:: PROVIDED TEXT ::
┄┄┄┄┄┄┄┄┄┄

Hank Feeley returns to First Street Gallery presenting an exhibition
of new paintings entitled Sum greater than Parts. "If Hank Feeley were not so strikingly original, I would say that he
stands at the intersection of Magritte and Marvel Comics, but as it
is, he has his own way of disorienting the viewer so we can see
again, now with our perception refreshed." - Billy Collins. Hank Feeley paints with an eye to the heroic eternal quality of the
common, everyday signs and symbols which add up to a measure of our
culture and the larger truths about our society. The First Street Gallery promotes their artists with a Gallery Portfolio at absolutearts.com.
Feeley's themes, like his canvases, are big; a reflection on and a
reaction to the enigmatic world we live in. Like our intellect that
sorts through the cacophony to arrive at coherent interpretation, his
paintings assemble a miscellany of disjunctive visual information
into a congruent, fantastic entity.
His work re-contextualizes and layers the familiar images, signs, and
symbols of contemporary culture, causing the viewer to rethink and
reconsider their meaning and relevance and that of the whole. The
whole becomes more than the sum of its parts.

┄┄┄┄┄┄┄┄┄┄

:: TO DO ::
a. According to the exhibition announcement, what is the title of Hank Feeley's exhibition of new paintings?
b. Repeat the passage from the exhibition announcement word for word, beginning at "Feeley's themes, like" and stopping after "of its parts.".
The material that follows the exhibition announcement is separate from it.

:: DATA SECTION ::
┄┄┄┄┄┄┄┄┄┄

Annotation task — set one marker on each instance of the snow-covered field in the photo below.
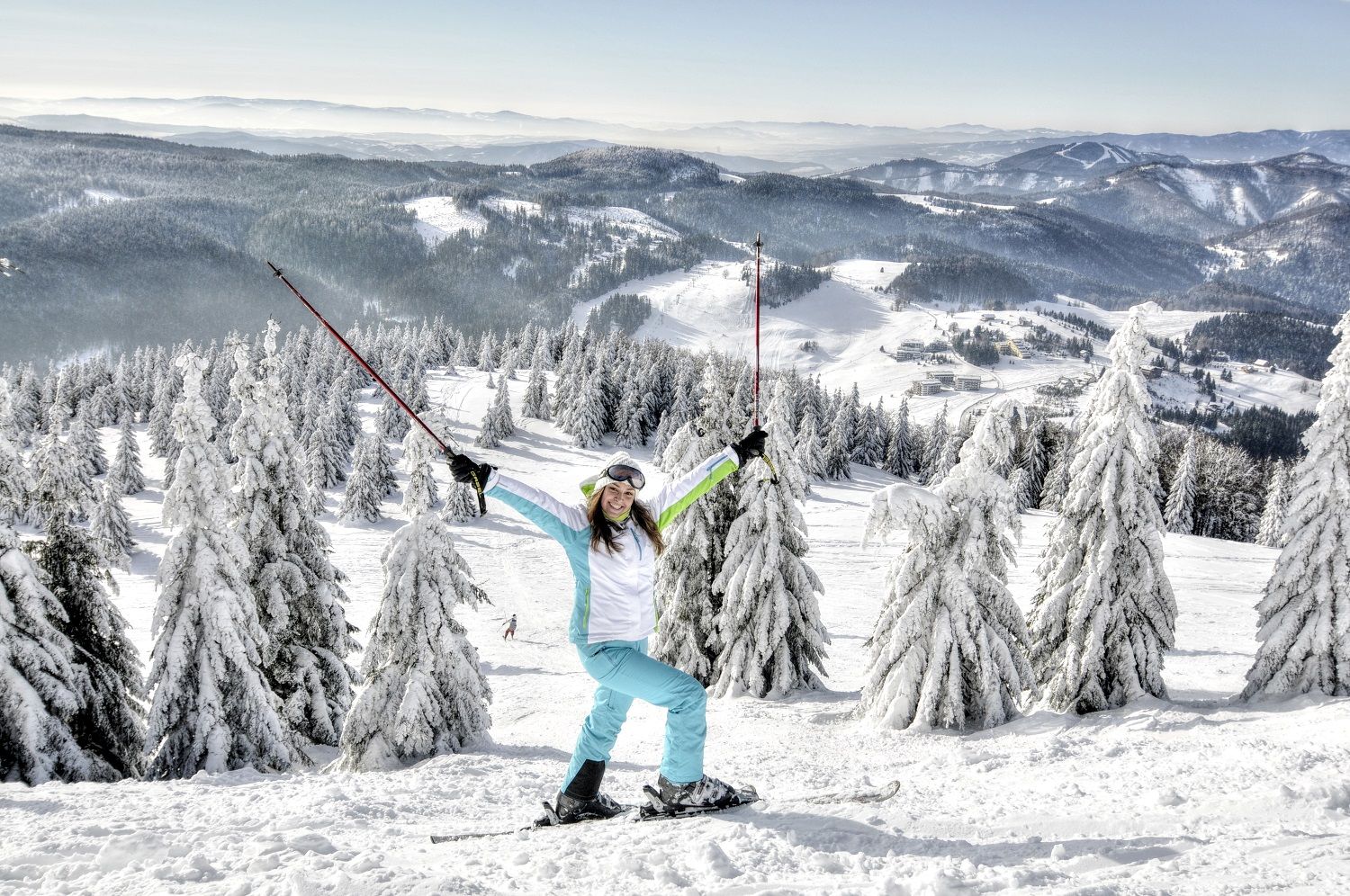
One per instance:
(850, 323)
(1198, 795)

┄┄┄┄┄┄┄┄┄┄

:: EXPECTED ANSWERS ::
a. Sum greater than Parts

b.
Feeley's themes, like his canvases, are big; a reflection on and a
reaction to the enigmatic world we live in. Like our intellect that
sorts through the cacophony to arrive at coherent interpretation, his
paintings assemble a miscellany of disjunctive visual information
into a congruent, fantastic entity.
His work re-contextualizes and layers the familiar images, signs, and
symbols of contemporary culture, causing the viewer to rethink and
reconsider their meaning and relevance and that of the whole. The
whole becomes more than the sum of its parts.